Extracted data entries
════════

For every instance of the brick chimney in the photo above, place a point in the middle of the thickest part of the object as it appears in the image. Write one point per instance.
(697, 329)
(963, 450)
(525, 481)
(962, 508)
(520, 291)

════════

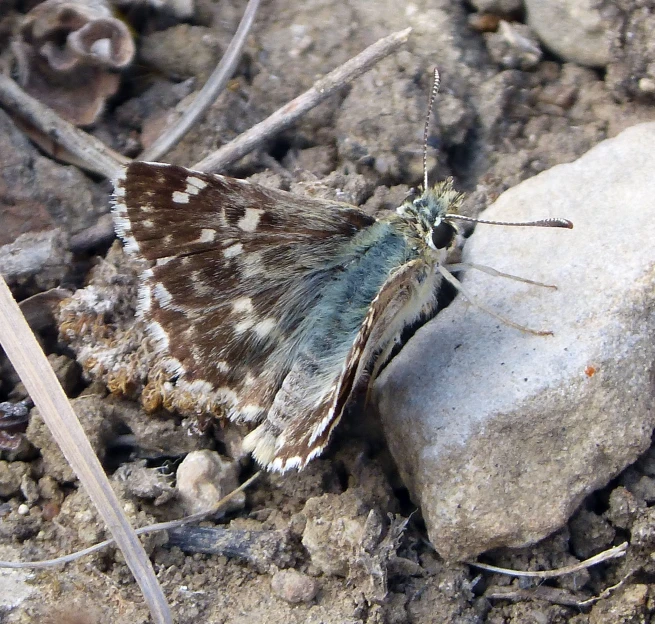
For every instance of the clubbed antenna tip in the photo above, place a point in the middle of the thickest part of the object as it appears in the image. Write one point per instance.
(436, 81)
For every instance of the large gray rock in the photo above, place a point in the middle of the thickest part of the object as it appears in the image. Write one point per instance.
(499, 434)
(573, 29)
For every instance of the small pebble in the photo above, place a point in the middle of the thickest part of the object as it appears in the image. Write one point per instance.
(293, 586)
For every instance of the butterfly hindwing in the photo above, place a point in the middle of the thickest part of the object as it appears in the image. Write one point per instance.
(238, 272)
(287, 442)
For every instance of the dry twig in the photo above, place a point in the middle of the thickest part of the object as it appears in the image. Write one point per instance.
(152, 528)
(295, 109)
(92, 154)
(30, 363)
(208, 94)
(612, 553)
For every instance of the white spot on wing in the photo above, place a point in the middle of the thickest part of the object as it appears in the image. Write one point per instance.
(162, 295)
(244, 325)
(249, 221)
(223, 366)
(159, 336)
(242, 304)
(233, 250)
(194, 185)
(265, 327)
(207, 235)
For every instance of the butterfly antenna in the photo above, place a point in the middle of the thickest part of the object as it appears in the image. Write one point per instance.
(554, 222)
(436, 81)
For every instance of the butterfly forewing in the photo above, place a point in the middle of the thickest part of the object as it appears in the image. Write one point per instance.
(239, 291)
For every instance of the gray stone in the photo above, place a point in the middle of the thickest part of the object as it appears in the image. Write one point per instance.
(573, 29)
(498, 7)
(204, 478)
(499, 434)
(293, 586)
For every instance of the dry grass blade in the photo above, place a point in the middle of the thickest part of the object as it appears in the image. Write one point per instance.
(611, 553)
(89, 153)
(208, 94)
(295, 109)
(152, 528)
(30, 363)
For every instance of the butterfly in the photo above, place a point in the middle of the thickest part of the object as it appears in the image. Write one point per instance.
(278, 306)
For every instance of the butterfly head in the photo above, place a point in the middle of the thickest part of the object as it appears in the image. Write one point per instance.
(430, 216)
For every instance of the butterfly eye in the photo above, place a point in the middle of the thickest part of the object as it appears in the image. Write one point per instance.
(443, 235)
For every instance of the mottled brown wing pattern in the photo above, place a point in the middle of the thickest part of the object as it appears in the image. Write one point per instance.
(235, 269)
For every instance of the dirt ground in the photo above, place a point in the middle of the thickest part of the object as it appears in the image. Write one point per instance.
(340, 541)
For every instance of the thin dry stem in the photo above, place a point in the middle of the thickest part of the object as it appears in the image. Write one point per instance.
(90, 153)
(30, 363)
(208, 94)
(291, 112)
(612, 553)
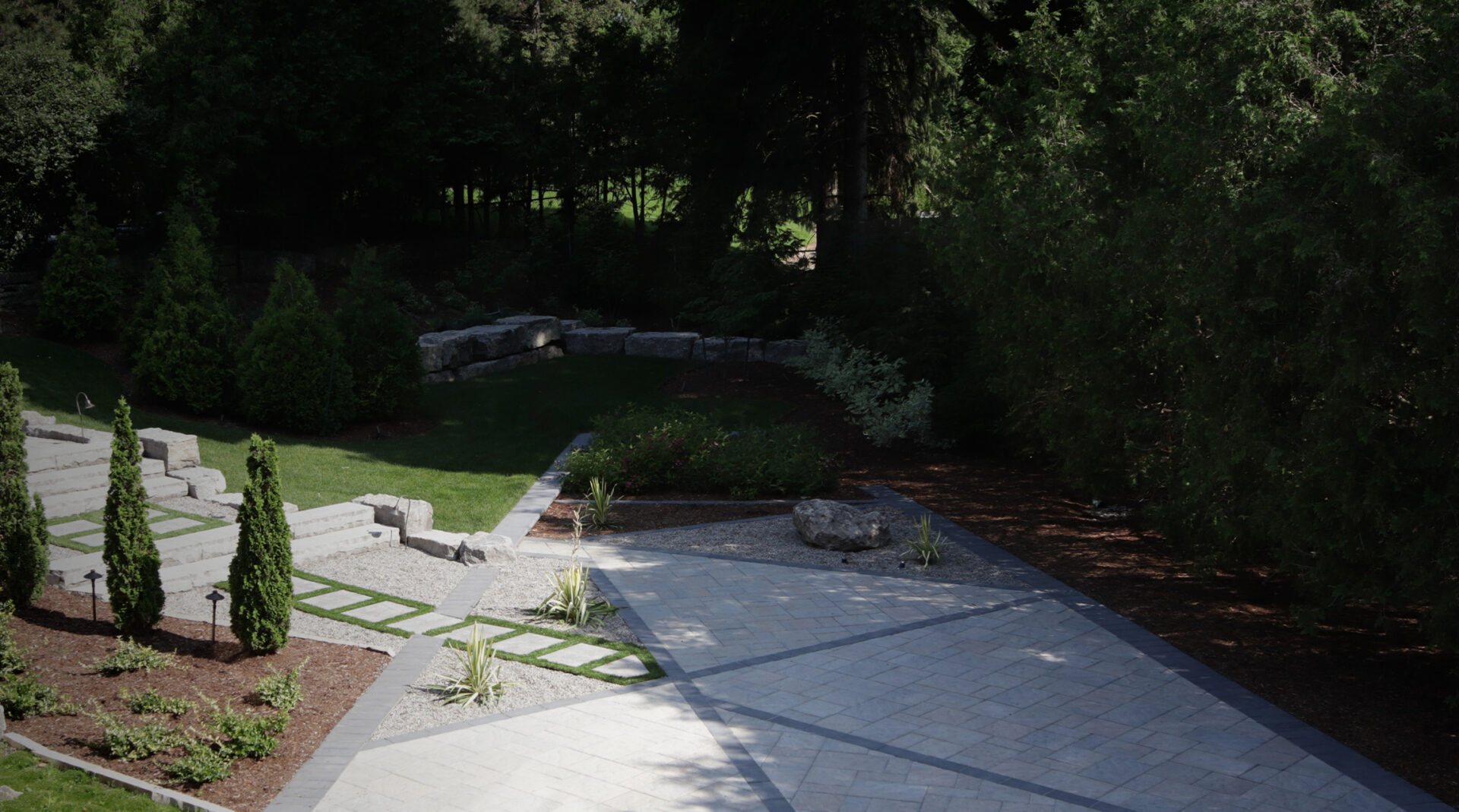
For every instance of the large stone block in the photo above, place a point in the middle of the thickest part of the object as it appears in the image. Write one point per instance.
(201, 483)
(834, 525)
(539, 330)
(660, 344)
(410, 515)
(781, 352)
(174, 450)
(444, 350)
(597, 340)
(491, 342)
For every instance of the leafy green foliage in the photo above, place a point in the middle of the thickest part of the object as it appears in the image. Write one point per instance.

════════

» **The exercise**
Collect every line in the records above that contains the word "large" and reproduce each one in full.

» **Written answer**
For every instance of the large gray rock in the photo above, place a point in the middle of the thickest part of the object as it appears in the image. Write one point per instance.
For every instance of the large stone block in the photo above, place a point in the middle of the thickest part of the object as it appears in the image. Write one point per instance.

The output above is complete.